Records

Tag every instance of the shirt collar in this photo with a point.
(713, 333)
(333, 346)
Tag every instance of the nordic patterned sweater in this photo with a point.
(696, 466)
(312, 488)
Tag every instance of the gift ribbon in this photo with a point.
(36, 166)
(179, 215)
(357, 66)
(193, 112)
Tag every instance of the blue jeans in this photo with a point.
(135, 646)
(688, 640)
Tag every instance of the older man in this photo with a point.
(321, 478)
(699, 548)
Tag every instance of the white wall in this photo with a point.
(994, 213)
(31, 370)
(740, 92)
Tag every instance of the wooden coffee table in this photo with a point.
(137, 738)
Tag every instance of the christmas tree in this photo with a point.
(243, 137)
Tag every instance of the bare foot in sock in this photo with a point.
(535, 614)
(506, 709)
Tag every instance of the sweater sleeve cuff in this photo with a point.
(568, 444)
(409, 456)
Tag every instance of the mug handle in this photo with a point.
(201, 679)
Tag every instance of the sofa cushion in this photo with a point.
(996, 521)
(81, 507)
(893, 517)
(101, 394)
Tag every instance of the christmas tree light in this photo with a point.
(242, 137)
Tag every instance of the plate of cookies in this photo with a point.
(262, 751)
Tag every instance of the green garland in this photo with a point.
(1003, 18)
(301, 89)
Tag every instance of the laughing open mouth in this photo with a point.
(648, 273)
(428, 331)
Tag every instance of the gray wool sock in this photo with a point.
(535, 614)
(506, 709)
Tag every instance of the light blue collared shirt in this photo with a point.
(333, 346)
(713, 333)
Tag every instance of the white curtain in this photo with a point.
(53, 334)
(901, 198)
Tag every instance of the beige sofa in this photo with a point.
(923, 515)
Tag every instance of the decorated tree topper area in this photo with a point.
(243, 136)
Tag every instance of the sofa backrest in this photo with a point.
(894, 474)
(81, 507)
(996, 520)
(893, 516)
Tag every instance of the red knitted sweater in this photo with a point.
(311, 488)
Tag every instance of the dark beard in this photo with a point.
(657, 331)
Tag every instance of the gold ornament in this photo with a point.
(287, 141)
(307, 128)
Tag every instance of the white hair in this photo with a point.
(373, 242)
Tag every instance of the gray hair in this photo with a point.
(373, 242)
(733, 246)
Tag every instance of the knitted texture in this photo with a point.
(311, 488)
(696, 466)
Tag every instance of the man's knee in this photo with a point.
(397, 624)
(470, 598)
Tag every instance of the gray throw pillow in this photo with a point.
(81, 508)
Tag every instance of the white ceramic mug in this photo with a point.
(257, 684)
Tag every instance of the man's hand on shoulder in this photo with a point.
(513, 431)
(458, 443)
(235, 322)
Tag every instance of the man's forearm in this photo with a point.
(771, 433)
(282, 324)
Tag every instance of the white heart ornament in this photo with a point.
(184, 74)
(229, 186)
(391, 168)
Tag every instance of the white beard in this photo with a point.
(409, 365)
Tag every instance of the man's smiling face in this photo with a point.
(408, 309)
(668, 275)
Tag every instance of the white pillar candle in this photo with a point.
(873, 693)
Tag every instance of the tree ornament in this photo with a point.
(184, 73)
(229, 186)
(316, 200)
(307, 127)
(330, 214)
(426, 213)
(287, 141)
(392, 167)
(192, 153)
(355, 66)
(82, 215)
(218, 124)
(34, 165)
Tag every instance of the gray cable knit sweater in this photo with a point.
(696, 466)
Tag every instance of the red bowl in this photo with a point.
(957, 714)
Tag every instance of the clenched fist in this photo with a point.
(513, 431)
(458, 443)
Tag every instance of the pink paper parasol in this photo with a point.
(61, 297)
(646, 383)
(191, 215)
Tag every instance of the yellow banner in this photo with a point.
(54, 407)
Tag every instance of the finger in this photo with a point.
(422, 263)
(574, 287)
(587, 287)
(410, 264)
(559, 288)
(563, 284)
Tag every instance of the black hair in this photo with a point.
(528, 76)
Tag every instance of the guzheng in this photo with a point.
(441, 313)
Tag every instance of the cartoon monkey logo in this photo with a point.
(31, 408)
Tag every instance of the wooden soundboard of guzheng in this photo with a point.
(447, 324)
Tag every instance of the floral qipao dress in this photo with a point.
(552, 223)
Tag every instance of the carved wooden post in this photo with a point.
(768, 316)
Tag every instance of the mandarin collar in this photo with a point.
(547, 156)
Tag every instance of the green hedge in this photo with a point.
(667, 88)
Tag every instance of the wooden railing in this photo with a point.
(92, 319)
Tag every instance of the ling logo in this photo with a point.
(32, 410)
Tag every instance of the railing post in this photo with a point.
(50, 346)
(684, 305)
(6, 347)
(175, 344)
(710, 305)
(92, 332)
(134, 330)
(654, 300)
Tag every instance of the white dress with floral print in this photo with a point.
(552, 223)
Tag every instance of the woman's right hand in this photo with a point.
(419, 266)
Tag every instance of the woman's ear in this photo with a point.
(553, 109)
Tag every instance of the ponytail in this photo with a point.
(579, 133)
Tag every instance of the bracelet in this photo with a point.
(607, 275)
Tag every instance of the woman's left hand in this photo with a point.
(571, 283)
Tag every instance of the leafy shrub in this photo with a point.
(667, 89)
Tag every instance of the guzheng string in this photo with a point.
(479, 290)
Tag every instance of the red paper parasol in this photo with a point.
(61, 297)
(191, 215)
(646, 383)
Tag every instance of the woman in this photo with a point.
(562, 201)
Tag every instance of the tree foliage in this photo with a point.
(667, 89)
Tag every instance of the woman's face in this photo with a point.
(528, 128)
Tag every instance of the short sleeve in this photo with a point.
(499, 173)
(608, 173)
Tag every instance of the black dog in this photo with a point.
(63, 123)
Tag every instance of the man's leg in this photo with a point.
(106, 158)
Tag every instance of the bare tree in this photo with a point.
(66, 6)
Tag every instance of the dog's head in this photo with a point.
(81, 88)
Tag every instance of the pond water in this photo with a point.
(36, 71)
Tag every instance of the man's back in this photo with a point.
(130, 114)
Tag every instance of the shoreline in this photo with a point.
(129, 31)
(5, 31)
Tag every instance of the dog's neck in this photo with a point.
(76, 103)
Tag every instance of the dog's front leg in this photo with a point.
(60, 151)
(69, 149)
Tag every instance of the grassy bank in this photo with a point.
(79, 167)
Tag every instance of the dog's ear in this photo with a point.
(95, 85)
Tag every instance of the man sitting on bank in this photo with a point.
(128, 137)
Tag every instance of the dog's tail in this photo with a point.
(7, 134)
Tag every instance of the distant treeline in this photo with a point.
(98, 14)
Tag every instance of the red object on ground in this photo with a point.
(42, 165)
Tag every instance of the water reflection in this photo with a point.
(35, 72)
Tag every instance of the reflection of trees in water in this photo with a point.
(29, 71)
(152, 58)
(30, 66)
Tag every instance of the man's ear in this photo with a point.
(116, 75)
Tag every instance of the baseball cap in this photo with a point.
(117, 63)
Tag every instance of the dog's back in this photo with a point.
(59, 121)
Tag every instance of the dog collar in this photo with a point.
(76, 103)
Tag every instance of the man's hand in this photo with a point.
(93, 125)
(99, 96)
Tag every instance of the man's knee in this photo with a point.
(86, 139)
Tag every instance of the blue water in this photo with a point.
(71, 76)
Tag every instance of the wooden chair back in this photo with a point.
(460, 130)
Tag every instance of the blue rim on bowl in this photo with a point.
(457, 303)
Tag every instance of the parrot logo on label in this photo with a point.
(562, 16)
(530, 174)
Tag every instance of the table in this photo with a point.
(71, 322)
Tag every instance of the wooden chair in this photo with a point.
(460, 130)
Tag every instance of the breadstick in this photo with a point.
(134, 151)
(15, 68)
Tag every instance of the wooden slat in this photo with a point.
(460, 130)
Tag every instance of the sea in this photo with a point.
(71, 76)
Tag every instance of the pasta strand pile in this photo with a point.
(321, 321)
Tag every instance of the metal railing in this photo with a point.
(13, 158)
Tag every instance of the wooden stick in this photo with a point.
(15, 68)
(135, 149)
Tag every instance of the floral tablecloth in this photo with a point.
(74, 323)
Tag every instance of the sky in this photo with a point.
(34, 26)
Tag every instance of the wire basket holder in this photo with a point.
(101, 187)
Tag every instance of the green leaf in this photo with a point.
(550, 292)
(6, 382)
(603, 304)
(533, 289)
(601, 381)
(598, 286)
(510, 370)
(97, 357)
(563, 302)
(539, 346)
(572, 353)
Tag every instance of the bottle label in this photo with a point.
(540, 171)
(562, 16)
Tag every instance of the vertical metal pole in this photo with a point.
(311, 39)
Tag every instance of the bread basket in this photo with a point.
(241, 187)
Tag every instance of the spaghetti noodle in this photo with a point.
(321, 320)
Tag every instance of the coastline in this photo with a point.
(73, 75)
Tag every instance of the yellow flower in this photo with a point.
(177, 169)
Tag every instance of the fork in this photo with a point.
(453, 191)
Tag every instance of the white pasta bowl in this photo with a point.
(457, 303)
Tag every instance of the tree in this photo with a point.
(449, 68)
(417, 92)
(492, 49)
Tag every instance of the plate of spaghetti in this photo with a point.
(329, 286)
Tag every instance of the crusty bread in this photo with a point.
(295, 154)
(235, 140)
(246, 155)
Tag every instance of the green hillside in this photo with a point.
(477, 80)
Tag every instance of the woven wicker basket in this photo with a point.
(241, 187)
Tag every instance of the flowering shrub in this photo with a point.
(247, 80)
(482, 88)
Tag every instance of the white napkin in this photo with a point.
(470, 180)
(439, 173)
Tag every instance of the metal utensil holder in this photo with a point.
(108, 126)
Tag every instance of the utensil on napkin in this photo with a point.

■ **Work required**:
Repeat, exactly and only, the lines above from the one containing "Tag every instance of the bottle" through the end of the material.

■ **Full answer**:
Tag every instance of the bottle label in this photo with a point.
(540, 171)
(562, 16)
Tag every instance of the vertical metal pole in this photo with a point.
(311, 39)
Tag every instance of the bread basket in this photo with a point.
(241, 187)
Tag every instance of the spaghetti noodle in this photo with a point.
(321, 320)
Tag every instance of the coastline in this photo with a point.
(73, 75)
Tag every instance of the yellow flower in this photo with a point.
(177, 169)
Tag every instance of the fork in this photo with a point.
(453, 191)
Tag every instance of the white pasta bowl in this photo with a point.
(457, 303)
Tag every instance of the tree in this photo with a point.
(449, 68)
(417, 92)
(492, 49)
Tag every instance of the plate of spaghetti in this photo with a point.
(329, 286)
Tag every instance of the crusty bread in this photo with a point.
(295, 154)
(235, 140)
(246, 155)
Tag every instance of the green hillside in this photo with a point.
(477, 80)
Tag every instance of the woven wicker basket in this photo with a point.
(241, 187)
Tag every instance of the flowering shrub in this photo with a point.
(247, 80)
(482, 88)
Tag every instance of the white napkin in this photo with a point.
(470, 180)
(439, 173)
Tag every instance of the metal utensil holder in this photo with a point.
(108, 126)
Tag every instance of the utensil on napkin in this photo with a point.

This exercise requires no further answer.